**Tekst do czytania**.
-=-=-=-=-

Terroryści Polakom nie straszni. Islamiści dobrze wiedzą, że z Lachami nie warto zadzierać. Dostali w końcu od wąsatych Sarmatów, w XVII wieku, niezłego łupnia. Niestety, czasy dumnej i walecznej szlachty już dawno minęły. Pytanie kto to teraz zatroszczy się o nasze bezpieczeństwo?
Możecie być spokojni, nasze władze trzymają rękę na pulsie. Aby skutecznie chronić obywateli przed zakusami islamskich i nieislamskich terrorystów skonstruowano specjalną Ustawę antyterrorystyczną. Konkretniej Ustawę z dnia 10 czerwca 2016 r. o działaniach antyterrorystycznych. Dnia 2 lipca 2016 roku weszła ona w życie. I pewnie nikt nie zwróciłby na ten fakt uwagi gdyby nie pewien drobny szczegół. Okazało się, iż Ustawa wprowadza obowiązek rejestracji numerów na kartę. Ich posiadaczom dano czas do 1 lutego 2017 roku.

-=-=-=-=-

**Wiersze zbioru danych**.
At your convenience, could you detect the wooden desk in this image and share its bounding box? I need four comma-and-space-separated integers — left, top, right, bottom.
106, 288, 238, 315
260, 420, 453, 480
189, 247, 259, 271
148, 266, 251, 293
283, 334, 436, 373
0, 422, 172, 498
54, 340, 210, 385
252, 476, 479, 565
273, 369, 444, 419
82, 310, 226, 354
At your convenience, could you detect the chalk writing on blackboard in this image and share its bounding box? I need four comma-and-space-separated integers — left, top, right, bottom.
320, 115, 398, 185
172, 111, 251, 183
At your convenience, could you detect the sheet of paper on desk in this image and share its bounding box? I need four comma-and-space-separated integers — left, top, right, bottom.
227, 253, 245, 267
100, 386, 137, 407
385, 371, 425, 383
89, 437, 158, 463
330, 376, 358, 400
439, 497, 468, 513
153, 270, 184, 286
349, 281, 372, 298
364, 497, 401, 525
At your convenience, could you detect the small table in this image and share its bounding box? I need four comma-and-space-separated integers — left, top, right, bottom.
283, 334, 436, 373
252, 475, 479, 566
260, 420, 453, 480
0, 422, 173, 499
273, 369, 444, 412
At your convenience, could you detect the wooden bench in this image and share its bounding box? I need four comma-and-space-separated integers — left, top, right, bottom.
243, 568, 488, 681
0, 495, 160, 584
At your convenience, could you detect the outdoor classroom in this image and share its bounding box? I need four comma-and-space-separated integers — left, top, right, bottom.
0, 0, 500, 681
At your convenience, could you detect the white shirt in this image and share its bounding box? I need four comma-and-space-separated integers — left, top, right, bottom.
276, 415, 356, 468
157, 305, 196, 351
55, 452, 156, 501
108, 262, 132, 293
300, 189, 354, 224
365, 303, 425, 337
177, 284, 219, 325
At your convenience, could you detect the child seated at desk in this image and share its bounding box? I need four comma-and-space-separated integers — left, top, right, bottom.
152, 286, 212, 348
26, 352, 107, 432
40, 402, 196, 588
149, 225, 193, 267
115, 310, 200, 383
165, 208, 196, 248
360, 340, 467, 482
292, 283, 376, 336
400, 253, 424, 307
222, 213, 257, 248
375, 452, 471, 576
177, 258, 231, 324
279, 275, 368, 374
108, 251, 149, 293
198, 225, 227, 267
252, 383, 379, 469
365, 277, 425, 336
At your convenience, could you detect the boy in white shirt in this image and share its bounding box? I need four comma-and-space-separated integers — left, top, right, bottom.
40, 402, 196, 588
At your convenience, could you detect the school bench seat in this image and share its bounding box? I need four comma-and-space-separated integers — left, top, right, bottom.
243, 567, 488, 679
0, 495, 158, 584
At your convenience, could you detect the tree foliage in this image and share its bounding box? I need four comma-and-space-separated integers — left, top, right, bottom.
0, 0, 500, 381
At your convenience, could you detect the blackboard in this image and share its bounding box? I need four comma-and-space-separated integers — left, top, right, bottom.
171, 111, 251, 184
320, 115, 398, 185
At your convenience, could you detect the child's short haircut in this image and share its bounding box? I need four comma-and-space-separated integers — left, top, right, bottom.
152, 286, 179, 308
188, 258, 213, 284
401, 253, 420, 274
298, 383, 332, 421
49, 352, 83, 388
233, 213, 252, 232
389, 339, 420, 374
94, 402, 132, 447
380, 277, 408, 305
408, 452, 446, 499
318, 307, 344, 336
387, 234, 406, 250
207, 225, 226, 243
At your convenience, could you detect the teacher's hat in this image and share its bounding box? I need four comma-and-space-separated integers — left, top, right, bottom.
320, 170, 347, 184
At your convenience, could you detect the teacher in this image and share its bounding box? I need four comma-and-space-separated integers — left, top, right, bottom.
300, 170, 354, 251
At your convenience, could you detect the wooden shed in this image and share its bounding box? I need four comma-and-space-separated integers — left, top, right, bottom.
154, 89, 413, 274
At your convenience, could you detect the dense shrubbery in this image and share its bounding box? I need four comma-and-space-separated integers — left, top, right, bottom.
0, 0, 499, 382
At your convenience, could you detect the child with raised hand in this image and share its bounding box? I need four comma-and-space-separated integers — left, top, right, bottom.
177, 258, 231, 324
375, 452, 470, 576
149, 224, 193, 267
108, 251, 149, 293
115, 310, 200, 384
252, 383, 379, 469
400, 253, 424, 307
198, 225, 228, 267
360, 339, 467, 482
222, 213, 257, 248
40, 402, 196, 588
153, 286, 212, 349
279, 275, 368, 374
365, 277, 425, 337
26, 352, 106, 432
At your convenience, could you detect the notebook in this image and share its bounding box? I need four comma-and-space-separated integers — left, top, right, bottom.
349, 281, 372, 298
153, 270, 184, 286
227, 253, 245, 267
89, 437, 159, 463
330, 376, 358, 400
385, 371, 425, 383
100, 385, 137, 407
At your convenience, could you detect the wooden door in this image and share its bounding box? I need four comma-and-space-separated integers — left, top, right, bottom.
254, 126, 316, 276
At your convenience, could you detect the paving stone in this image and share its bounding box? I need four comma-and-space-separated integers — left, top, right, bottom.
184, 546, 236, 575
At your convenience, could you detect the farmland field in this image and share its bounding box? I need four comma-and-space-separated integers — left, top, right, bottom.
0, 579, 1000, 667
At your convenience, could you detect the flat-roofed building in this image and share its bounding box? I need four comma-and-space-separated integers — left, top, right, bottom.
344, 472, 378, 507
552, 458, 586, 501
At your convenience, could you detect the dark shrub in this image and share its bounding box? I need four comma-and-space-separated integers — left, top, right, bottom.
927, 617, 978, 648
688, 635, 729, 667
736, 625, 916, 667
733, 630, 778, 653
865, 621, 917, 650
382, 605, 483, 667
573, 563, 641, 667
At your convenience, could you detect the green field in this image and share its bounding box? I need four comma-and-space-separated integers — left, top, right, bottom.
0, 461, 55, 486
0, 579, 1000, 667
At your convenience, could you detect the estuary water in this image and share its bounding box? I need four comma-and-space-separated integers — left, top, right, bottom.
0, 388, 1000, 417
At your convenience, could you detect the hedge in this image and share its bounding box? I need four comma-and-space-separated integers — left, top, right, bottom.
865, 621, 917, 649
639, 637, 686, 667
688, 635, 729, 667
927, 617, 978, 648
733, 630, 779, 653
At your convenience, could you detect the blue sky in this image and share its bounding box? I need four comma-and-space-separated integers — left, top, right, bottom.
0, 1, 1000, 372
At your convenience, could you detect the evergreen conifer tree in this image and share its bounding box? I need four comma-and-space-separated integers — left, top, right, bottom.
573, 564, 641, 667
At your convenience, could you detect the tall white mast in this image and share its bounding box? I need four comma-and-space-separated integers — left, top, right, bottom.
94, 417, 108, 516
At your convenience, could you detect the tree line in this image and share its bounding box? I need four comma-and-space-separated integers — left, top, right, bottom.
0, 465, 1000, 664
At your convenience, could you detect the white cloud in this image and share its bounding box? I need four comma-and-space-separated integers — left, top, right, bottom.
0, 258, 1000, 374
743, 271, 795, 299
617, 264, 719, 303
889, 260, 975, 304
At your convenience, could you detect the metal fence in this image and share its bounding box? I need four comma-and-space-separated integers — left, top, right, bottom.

-=-=-=-=-

**Krótkie zadanie A**.
Odpowiedz na podstawie tekstu o ustawie antyterrorystycznej:
(i) Od kogo islamiści dostali łupnia w XVII wieku?
(ii) Którego dnia ustawa weszła w życie?
(iii) Do jakiej daty posiadacze numerów na kartę mieli czas?
**Krótkie zadanie B**.
W jednym do trzech zdań wyjaśnij, w jakim celu według tekstu o ustawie antyterrorystycznej skonstruowano tę ustawę.
**Krótkie zadanie C**.
Przepisz z tekstu o ustawie antyterrorystycznej wszystko od słów „Terroryści Polakom nie” aż po słowa „o nasze bezpieczeństwo?”.

**Wynik ćwiczenia A**.
(i) Od wąsatych Sarmatów.
(ii) 2 lipca 2016 roku.
(iii) Do 1 lutego 2017 roku.

**Wynik ćwiczenia B**.
Ustawę skonstruowano, aby skutecznie chronić obywateli przed zakusami islamskich i nieislamskich terrorystów.

**Wynik ćwiczenia C**.
Terroryści Polakom nie straszni. Islamiści dobrze wiedzą, że z Lachami nie warto zadzierać. Dostali w końcu od wąsatych Sarmatów, w XVII wieku, niezłego łupnia. Niestety, czasy dumnej i walecznej szlachty już dawno minęły. Pytanie kto to teraz zatroszczy się o nasze bezpieczeństwo?